> Tarefas do exercício:
1/ De acordo com o trecho sobre a Vicentín, desde quando a Argentina está inadimplente?
2/ Transcreva do trecho sobre a Vicentín a parte que vai de "No caso da Vicentín, por" até "a lei estrangeira.", inclusive.

> Trecho selecionado:
No caso da Vicentín, por ser uma empresa argentina, não haveria um processo nos tribunais internacionais. Mesmo assim o economista Héctor Rubini considera que o momento não é o melhor para esse tipo de medida.
“Gera um alerta aos investidores e aos advogados dos investidores de títulos. Um detentor de títulos pode perguntar como a Argentina diz que não tem dinheiro para pagá-lo, mas tem a oportunidade de adquirir a Vicentín, que em caso de ativos negativos aumentará a dívida do país”, explica Rubini.
Inadimplente desde maio, a Argentina fixou esta sexta-feira (12) como o prazo para acordar um swap com seus credores por títulos emitidos de acordo com a lei estrangeira.
Setor estratégico
A intervenção e expropriação ocorre no setor estratégico do agronegócio, principal fonte de divisas para a Argentina, em meio a uma recessão de mais de dois anos e à pandemia de coronavírus que castigará ainda mais a economia do país.
A Sociedad Rural San Pedro, que reúne os produtores agrícolas que mais confrontaram a ex-presidente e agora vice-presidente Cristina Kirchner (2007-2015), reagiu com duras críticas ao projeto oficial.
“Em um país democrático, uma desapropriação não faz sentido, e menos ainda quando um processo preventivo (judicial) está em andamento, no qual o próprio Estado, através do Banco Nación, é mais um credor”, afirmou o grupo.
“A foto para o mundo não pode ser pior: um Estado falido, que não pode resolver sua própria falência, tentando consertar com recursos que não tem um negócio que exige centenas de milhões de dólares”, criticou.

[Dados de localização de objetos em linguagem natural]
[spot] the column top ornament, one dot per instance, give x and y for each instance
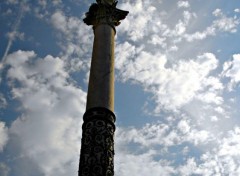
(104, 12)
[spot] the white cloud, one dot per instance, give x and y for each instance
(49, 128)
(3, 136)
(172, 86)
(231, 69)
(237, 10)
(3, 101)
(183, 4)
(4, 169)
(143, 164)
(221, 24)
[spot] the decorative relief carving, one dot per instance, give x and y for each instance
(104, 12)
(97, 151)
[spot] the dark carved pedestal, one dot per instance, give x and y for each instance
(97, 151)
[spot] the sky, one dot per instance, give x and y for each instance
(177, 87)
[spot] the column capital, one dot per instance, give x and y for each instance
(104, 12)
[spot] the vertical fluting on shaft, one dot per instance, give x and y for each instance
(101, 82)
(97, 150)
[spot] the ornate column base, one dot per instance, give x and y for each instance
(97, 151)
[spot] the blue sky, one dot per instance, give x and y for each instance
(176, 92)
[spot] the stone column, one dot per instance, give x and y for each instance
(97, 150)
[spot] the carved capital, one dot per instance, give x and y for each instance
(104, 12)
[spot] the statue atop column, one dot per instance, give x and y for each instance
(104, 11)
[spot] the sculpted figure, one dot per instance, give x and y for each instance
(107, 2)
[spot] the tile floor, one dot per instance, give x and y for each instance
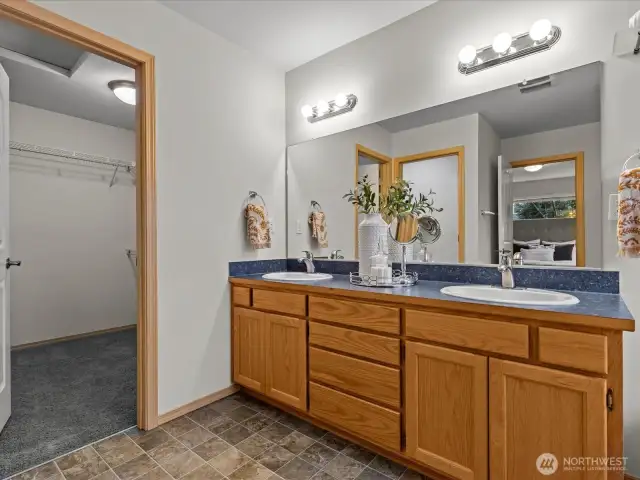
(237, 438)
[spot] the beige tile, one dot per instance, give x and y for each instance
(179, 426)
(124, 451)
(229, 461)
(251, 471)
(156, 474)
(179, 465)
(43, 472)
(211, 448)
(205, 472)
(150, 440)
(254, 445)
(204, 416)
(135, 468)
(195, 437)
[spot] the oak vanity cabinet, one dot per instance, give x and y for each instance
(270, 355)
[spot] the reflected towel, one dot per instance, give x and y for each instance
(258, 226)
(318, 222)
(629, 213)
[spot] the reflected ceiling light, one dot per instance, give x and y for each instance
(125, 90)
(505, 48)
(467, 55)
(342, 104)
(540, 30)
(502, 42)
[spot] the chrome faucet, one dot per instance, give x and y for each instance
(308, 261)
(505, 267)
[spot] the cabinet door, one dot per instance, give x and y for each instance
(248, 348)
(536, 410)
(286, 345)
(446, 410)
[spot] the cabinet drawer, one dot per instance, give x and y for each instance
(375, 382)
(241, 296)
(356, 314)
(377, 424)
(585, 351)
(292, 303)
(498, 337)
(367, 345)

> Respostas das tarefas:
1/ Desde maio.

2/
No caso da Vicentín, por ser uma empresa argentina, não haveria um processo nos tribunais internacionais. Mesmo assim o economista Héctor Rubini considera que o momento não é o melhor para esse tipo de medida.
“Gera um alerta aos investidores e aos advogados dos investidores de títulos. Um detentor de títulos pode perguntar como a Argentina diz que não tem dinheiro para pagá-lo, mas tem a oportunidade de adquirir a Vicentín, que em caso de ativos negativos aumentará a dívida do país”, explica Rubini.
Inadimplente desde maio, a Argentina fixou esta sexta-feira (12) como o prazo para acordar um swap com seus credores por títulos emitidos de acordo com a lei estrangeira.